===== PROVIDED RECORDS =====

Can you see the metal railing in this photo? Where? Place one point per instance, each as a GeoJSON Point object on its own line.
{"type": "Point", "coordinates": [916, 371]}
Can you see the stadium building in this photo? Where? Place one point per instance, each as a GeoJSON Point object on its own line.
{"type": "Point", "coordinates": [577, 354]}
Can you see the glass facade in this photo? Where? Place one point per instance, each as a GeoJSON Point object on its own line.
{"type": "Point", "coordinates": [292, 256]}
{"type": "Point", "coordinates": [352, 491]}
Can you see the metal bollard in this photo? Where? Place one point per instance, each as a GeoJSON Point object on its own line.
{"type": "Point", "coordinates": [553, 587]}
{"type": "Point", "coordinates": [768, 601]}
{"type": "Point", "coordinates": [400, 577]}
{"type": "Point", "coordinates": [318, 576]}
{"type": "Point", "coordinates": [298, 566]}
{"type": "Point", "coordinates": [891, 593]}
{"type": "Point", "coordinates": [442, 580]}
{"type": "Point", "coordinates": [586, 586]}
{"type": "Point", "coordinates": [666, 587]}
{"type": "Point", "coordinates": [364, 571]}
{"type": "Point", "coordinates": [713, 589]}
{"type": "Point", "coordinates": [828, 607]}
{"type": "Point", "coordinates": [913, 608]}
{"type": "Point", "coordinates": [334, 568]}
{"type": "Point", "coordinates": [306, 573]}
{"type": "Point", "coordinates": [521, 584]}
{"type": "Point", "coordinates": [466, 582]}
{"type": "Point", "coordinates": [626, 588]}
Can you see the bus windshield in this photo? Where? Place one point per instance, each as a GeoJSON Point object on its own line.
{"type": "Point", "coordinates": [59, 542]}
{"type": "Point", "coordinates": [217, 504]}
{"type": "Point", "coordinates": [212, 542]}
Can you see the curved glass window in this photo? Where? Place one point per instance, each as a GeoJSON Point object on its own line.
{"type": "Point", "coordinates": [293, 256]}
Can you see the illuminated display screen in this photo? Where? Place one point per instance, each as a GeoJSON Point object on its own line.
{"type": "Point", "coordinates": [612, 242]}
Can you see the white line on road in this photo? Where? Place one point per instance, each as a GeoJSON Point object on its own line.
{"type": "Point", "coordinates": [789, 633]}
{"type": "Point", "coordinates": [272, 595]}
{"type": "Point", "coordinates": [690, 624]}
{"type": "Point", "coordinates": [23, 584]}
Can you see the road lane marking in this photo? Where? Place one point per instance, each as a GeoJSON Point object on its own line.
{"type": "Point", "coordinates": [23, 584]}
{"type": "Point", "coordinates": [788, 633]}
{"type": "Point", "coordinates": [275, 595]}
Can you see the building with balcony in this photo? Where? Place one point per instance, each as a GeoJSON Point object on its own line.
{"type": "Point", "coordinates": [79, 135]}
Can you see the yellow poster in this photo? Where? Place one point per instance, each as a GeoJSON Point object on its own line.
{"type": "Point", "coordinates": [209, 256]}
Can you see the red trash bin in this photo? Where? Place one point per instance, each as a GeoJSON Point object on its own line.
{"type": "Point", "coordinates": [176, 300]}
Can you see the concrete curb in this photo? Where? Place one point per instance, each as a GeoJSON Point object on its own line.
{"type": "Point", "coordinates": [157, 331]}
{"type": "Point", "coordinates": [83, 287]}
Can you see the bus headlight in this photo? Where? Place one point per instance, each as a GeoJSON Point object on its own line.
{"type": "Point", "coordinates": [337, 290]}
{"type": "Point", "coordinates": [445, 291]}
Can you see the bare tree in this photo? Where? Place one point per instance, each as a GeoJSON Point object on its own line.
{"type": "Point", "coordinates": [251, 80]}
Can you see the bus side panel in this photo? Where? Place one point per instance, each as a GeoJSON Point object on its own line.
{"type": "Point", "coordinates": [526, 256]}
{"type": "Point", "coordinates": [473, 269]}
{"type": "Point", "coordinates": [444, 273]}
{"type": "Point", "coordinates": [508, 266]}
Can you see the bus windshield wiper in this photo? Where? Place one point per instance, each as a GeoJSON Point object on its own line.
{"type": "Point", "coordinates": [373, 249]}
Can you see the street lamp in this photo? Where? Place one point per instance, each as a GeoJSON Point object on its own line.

=====

*WHAT TO DO*
Exactly as written, please output every entry.

*EXERCISE OUTPUT*
Can you see the metal railing in this photo? Where? Place one point per instance, each as a GeoJSON Point object on its own line.
{"type": "Point", "coordinates": [916, 371]}
Can you see the stadium building in this photo? Where? Place one point per instance, each as a GeoJSON Point object on its own line.
{"type": "Point", "coordinates": [577, 354]}
Can you see the glass facade in this photo? Where? Place one point per instance, each as a GeoJSON Point object on its own line.
{"type": "Point", "coordinates": [292, 256]}
{"type": "Point", "coordinates": [352, 491]}
Can you see the metal bollard in this photo? Where? Place one point per instance, each as a GeoJSON Point object on its own line.
{"type": "Point", "coordinates": [553, 587]}
{"type": "Point", "coordinates": [768, 601]}
{"type": "Point", "coordinates": [400, 577]}
{"type": "Point", "coordinates": [318, 576]}
{"type": "Point", "coordinates": [298, 566]}
{"type": "Point", "coordinates": [891, 593]}
{"type": "Point", "coordinates": [442, 580]}
{"type": "Point", "coordinates": [586, 586]}
{"type": "Point", "coordinates": [666, 587]}
{"type": "Point", "coordinates": [364, 571]}
{"type": "Point", "coordinates": [713, 589]}
{"type": "Point", "coordinates": [828, 607]}
{"type": "Point", "coordinates": [913, 608]}
{"type": "Point", "coordinates": [334, 568]}
{"type": "Point", "coordinates": [306, 573]}
{"type": "Point", "coordinates": [521, 584]}
{"type": "Point", "coordinates": [466, 582]}
{"type": "Point", "coordinates": [626, 588]}
Can you see the bus windshield in this photo? Where? Place one point per instance, each as a GeoJSON Point object on its own line.
{"type": "Point", "coordinates": [59, 542]}
{"type": "Point", "coordinates": [217, 504]}
{"type": "Point", "coordinates": [212, 542]}
Can you see the curved glass window in this photo? Where? Place one point per instance, each as a GeoJSON Point object on its own line.
{"type": "Point", "coordinates": [293, 256]}
Can you see the illuminated display screen in this photo? Where? Place one point per instance, each as a GeoJSON Point object on its own line.
{"type": "Point", "coordinates": [612, 242]}
Can you see the white line on road in this photo? Where? Place one point per instance, each as a GeoJSON Point object on its own line.
{"type": "Point", "coordinates": [789, 633]}
{"type": "Point", "coordinates": [272, 595]}
{"type": "Point", "coordinates": [690, 624]}
{"type": "Point", "coordinates": [23, 584]}
Can you see the road lane marking in this photo? Where? Place one point per instance, each as a GeoJSON Point object on its own line.
{"type": "Point", "coordinates": [23, 584]}
{"type": "Point", "coordinates": [788, 633]}
{"type": "Point", "coordinates": [275, 595]}
Can you see the building with balcony in this photo? Where? Place one point per instance, each as a GeoJSON Point object on its own line.
{"type": "Point", "coordinates": [79, 135]}
Can you see the yellow poster in this photo? Where? Place one point per instance, each as a GeoJSON Point object on its own line.
{"type": "Point", "coordinates": [209, 256]}
Can you see the red trash bin in this photo? Where? Place one point per instance, each as a GeoJSON Point object on its own line.
{"type": "Point", "coordinates": [176, 300]}
Can you see the concrete curb in this photo? Where? Place one point per instance, each as a GeoJSON Point object on its own line.
{"type": "Point", "coordinates": [157, 331]}
{"type": "Point", "coordinates": [83, 287]}
Can you see the bus headlight in this photo? Where? Place one point per instance, each as a GeoJSON Point object on its own line.
{"type": "Point", "coordinates": [337, 290]}
{"type": "Point", "coordinates": [445, 291]}
Can you see the bare tree in this photo? Where? Place one point per instance, each as a GeoJSON Point object on its own line.
{"type": "Point", "coordinates": [251, 80]}
Can you see the bus side panel in this photo? Where? Place one point per instance, each as a GeoJSON Point object on its own line.
{"type": "Point", "coordinates": [526, 256]}
{"type": "Point", "coordinates": [473, 269]}
{"type": "Point", "coordinates": [444, 273]}
{"type": "Point", "coordinates": [508, 266]}
Can you see the bus windshield wiper in this photo? Where? Place one point per instance, each as a GeoJSON Point object on its own line.
{"type": "Point", "coordinates": [373, 249]}
Can you see the street lamp in this photo? Where? Place one point per instance, each as a GeoJSON Point object on its own line.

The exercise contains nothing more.